**Task details:** The lines to be copied run from the one containing "task: segment the vertical fence plank" to the end of the material below; reproduce them exactly, including both ends, and nothing more.

**Material supplied:**

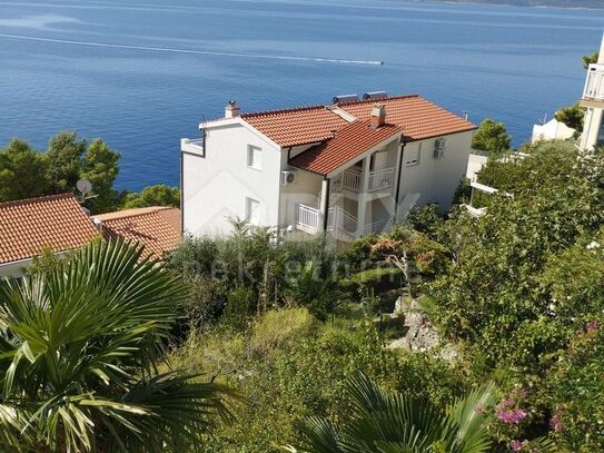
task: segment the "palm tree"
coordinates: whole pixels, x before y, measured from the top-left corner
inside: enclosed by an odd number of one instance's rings
[[[484,426],[487,406],[493,403],[493,384],[486,385],[447,410],[425,401],[407,398],[379,388],[363,373],[348,382],[351,413],[335,425],[320,417],[299,424],[298,453],[482,453],[492,443]]]
[[[158,365],[185,290],[141,247],[97,242],[0,282],[0,451],[184,452],[225,388]]]

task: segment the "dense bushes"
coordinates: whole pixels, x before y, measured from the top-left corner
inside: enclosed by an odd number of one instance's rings
[[[604,156],[567,142],[523,150],[529,157],[491,160],[478,176],[513,197],[492,196],[479,219],[456,210],[434,233],[453,259],[426,294],[471,378],[495,376],[516,395],[497,439],[526,450],[547,434],[561,449],[601,450],[592,403],[604,397],[602,363],[591,338],[604,308]]]
[[[443,405],[466,390],[455,367],[427,354],[385,349],[370,322],[316,321],[305,308],[270,311],[232,331],[196,332],[174,363],[217,375],[247,401],[221,425],[208,452],[277,452],[305,416],[346,420],[348,377],[363,370],[389,390]]]

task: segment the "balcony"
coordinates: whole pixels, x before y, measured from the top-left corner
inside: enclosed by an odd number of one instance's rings
[[[369,184],[367,191],[375,193],[394,187],[394,168],[369,171]],[[355,169],[347,169],[331,179],[331,190],[338,193],[341,189],[360,193],[363,187],[363,173]]]
[[[197,156],[206,157],[206,151],[204,149],[204,139],[202,138],[181,138],[180,139],[180,150],[182,152],[189,152]]]
[[[604,65],[590,65],[583,99],[604,100]]]
[[[370,233],[383,233],[392,224],[390,218],[383,218],[380,220],[365,225],[363,234],[368,235]],[[327,217],[327,230],[331,233],[339,240],[351,240],[357,238],[358,219],[351,214],[347,213],[340,206],[334,206],[329,208]],[[315,234],[323,232],[323,215],[319,209],[298,204],[296,215],[296,228],[300,232]]]
[[[369,191],[392,189],[394,186],[394,168],[384,168],[369,173]]]

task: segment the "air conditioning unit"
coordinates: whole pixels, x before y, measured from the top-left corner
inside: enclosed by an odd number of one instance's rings
[[[439,138],[434,142],[434,158],[443,159],[445,157],[445,150],[447,148],[446,141],[444,138]]]
[[[281,186],[289,186],[296,179],[296,170],[281,171]]]

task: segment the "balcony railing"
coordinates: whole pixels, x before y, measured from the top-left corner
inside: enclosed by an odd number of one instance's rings
[[[180,150],[184,152],[199,155],[201,157],[206,156],[206,151],[204,150],[202,138],[181,138]]]
[[[394,186],[394,168],[369,173],[369,191],[389,189]]]
[[[296,227],[303,232],[315,234],[319,230],[320,210],[310,206],[298,204],[298,213],[296,216]]]
[[[339,206],[334,206],[329,208],[327,229],[356,235],[357,218]]]
[[[372,233],[383,233],[388,224],[390,223],[389,218],[383,218],[382,220],[374,221],[373,224],[365,225],[365,235],[369,235]]]
[[[583,99],[604,100],[604,65],[590,65]]]
[[[368,191],[389,189],[394,186],[394,168],[384,168],[369,173]],[[331,191],[341,189],[359,193],[363,188],[363,173],[347,169],[331,179]]]

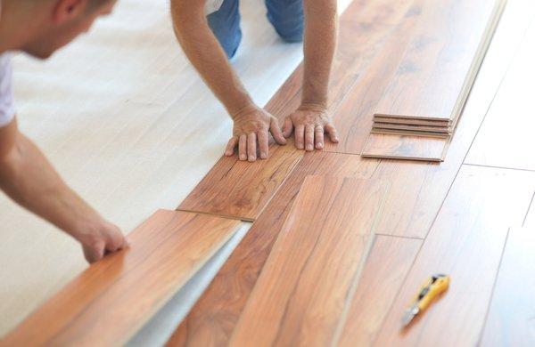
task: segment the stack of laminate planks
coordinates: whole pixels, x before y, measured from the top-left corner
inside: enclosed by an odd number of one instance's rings
[[[364,157],[443,160],[505,4],[424,2],[417,28],[375,108]]]

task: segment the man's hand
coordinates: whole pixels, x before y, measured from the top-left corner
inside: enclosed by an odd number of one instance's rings
[[[73,236],[82,244],[88,262],[98,262],[107,254],[129,246],[117,226],[102,219],[84,223]]]
[[[319,105],[301,105],[286,117],[283,127],[284,137],[290,137],[295,128],[295,147],[299,149],[314,150],[325,147],[324,133],[327,133],[334,143],[338,134],[328,110]]]
[[[240,160],[253,162],[257,159],[257,148],[260,158],[266,159],[269,153],[269,133],[281,145],[286,144],[277,119],[264,109],[251,107],[233,115],[233,137],[228,141],[225,155],[230,157],[238,146]],[[258,146],[257,146],[258,142]]]
[[[70,190],[16,118],[0,127],[0,190],[82,244],[89,262],[128,246],[119,228]]]

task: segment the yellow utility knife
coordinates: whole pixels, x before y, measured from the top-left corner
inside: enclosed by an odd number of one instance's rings
[[[434,298],[445,292],[448,286],[449,286],[449,276],[448,275],[434,275],[426,280],[403,315],[403,326],[408,326],[415,316],[427,309]]]

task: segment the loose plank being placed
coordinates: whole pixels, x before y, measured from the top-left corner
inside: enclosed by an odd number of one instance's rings
[[[522,224],[534,190],[535,173],[463,166],[374,344],[476,345],[507,230]],[[403,329],[407,303],[435,273],[450,275],[449,289]]]
[[[131,247],[90,266],[3,345],[122,345],[225,244],[239,221],[158,211]]]
[[[509,230],[482,346],[535,345],[535,229]]]
[[[371,133],[362,157],[386,159],[442,161],[449,138]]]
[[[309,176],[230,345],[328,345],[354,293],[388,184]]]

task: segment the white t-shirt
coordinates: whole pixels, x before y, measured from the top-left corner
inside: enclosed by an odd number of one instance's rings
[[[206,0],[204,4],[204,12],[208,15],[218,11],[225,0]]]
[[[7,125],[15,117],[12,87],[11,54],[0,54],[0,127]]]

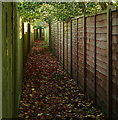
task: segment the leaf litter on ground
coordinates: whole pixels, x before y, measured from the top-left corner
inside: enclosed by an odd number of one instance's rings
[[[18,119],[105,120],[105,117],[92,100],[85,99],[48,45],[36,40],[25,64]]]

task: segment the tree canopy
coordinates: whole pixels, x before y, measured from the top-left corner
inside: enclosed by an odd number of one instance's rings
[[[117,6],[118,3],[95,2],[20,2],[19,14],[24,22],[35,24],[65,21],[82,14],[93,14],[105,10],[108,5]],[[38,23],[39,22],[39,23]]]

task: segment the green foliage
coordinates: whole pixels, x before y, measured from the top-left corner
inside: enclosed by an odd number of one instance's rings
[[[117,3],[114,3],[117,6]],[[107,9],[113,3],[95,2],[20,2],[18,10],[24,21],[32,22],[39,20],[40,27],[42,22],[51,23],[52,21],[65,21],[70,18],[93,14]]]

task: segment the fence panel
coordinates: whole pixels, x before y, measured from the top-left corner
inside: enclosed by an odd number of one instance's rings
[[[118,10],[111,13],[60,22],[57,33],[54,32],[55,28],[51,28],[51,36],[53,36],[51,42],[52,49],[55,49],[54,41],[59,40],[58,54],[64,68],[77,80],[85,93],[94,99],[98,107],[116,119],[118,118],[116,112],[118,110]],[[55,27],[54,24],[51,26]]]
[[[86,92],[94,98],[95,92],[95,17],[86,18]]]
[[[105,13],[96,16],[96,102],[104,111],[107,110],[107,64],[107,14]]]
[[[60,52],[61,53],[60,54],[61,55],[60,56],[61,56],[61,63],[63,64],[63,61],[64,61],[64,58],[63,58],[63,54],[64,54],[64,52],[63,52],[64,51],[64,45],[63,45],[63,22],[60,23],[60,30],[61,30],[60,31],[60,33],[61,33],[61,36],[60,36],[61,37],[60,38],[60,40],[61,40],[61,42],[60,42],[60,44],[61,44],[61,46],[60,46],[61,47],[60,48],[61,51]]]
[[[64,22],[64,68],[67,70],[67,66],[68,66],[68,62],[67,62],[67,59],[68,59],[68,38],[67,38],[67,22]]]
[[[68,73],[71,74],[71,21],[68,22],[68,28],[67,28],[67,38],[68,38],[68,57],[67,57],[67,63],[68,63]]]
[[[77,80],[77,19],[72,20],[72,76]]]
[[[84,36],[83,18],[78,19],[78,83],[84,88]]]
[[[112,12],[112,118],[118,118],[118,11]]]

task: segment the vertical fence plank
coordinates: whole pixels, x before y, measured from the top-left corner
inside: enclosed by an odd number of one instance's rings
[[[95,40],[95,43],[94,43],[94,105],[96,105],[96,15],[94,16],[95,18],[95,23],[94,23],[94,40]]]
[[[78,84],[78,18],[77,18],[77,84]]]
[[[86,94],[86,18],[83,16],[83,37],[84,37],[84,94]]]
[[[73,27],[73,26],[72,26],[72,20],[71,20],[71,23],[70,23],[70,24],[71,24],[71,26],[70,26],[70,27],[71,27],[71,28],[70,28],[70,29],[71,29],[71,31],[70,31],[70,32],[71,32],[71,36],[70,36],[70,37],[71,37],[71,40],[70,40],[70,41],[71,41],[71,42],[70,42],[70,44],[71,44],[71,46],[70,46],[70,49],[71,49],[71,50],[70,50],[70,51],[71,51],[71,53],[70,53],[70,54],[71,54],[71,71],[70,71],[70,74],[71,74],[71,76],[72,76],[72,69],[73,69],[73,68],[72,68],[72,27]]]
[[[111,11],[107,11],[107,115],[109,120],[112,113],[112,39],[111,39]]]
[[[64,65],[65,65],[65,63],[64,63],[64,59],[65,59],[65,52],[64,52],[64,22],[63,22],[63,69],[64,69]]]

**Result of this exercise:**
task: segment the vertical fence plank
coordinates: whole pixels, x before y, measured from the top-left corner
inside: enclosed by an odd number of one instance's rings
[[[95,40],[95,43],[94,43],[94,105],[96,105],[96,15],[94,16],[95,18],[95,23],[94,23],[94,40]]]
[[[78,84],[78,18],[77,18],[77,84]]]
[[[86,94],[86,18],[83,16],[83,37],[84,37],[84,94]]]
[[[73,27],[73,26],[72,26],[72,20],[71,20],[71,23],[70,23],[70,24],[71,24],[71,26],[70,26],[70,27],[71,27],[71,28],[70,28],[70,29],[71,29],[71,31],[70,31],[70,32],[71,32],[71,36],[70,36],[70,37],[71,37],[71,40],[70,40],[70,41],[71,41],[71,42],[70,42],[70,44],[71,44],[71,46],[70,46],[70,49],[71,49],[71,50],[70,50],[70,51],[71,51],[71,53],[70,53],[70,54],[71,54],[71,71],[70,71],[70,74],[71,74],[71,76],[72,76],[72,69],[73,69],[73,68],[72,68],[72,27]]]
[[[111,11],[107,11],[107,115],[109,120],[112,113],[112,39],[111,39]]]
[[[64,65],[65,65],[65,63],[64,63],[64,59],[65,59],[65,52],[64,52],[64,22],[63,22],[63,69],[64,69]]]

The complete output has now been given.